Show each line of the data below that contains the string "parts", matching case exactly.

BEGIN MATERIAL SHOWN

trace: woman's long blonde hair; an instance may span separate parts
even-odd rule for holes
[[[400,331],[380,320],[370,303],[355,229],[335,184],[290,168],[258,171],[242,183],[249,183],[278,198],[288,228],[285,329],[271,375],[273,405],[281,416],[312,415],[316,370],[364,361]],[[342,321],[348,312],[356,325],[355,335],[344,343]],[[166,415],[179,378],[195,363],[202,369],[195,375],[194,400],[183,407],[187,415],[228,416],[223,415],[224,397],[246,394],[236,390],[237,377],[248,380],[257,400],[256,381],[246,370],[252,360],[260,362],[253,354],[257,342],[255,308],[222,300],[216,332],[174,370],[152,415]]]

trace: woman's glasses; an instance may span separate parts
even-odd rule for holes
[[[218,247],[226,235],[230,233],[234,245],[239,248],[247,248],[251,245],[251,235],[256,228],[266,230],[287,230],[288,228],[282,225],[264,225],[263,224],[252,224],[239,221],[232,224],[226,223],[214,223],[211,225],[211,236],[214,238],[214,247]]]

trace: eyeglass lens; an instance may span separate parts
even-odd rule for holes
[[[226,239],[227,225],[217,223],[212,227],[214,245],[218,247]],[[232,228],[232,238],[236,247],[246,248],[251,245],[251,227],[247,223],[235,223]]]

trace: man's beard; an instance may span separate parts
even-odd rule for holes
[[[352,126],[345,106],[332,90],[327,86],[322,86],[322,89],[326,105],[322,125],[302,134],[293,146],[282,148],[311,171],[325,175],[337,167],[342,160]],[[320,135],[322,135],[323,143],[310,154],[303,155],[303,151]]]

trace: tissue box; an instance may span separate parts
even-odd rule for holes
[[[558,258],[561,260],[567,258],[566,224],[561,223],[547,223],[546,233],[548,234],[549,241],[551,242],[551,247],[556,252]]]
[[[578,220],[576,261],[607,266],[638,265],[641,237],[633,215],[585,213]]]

END MATERIAL SHOWN

**EXERCISE SOLUTION:**
trace: woman's long blonde hair; an instance may span separate parts
trace: woman's glasses; an instance may span separate parts
trace: eyeglass lens; an instance may span separate parts
trace: man's beard; an instance may span separate parts
trace: tissue box; an instance may span separate parts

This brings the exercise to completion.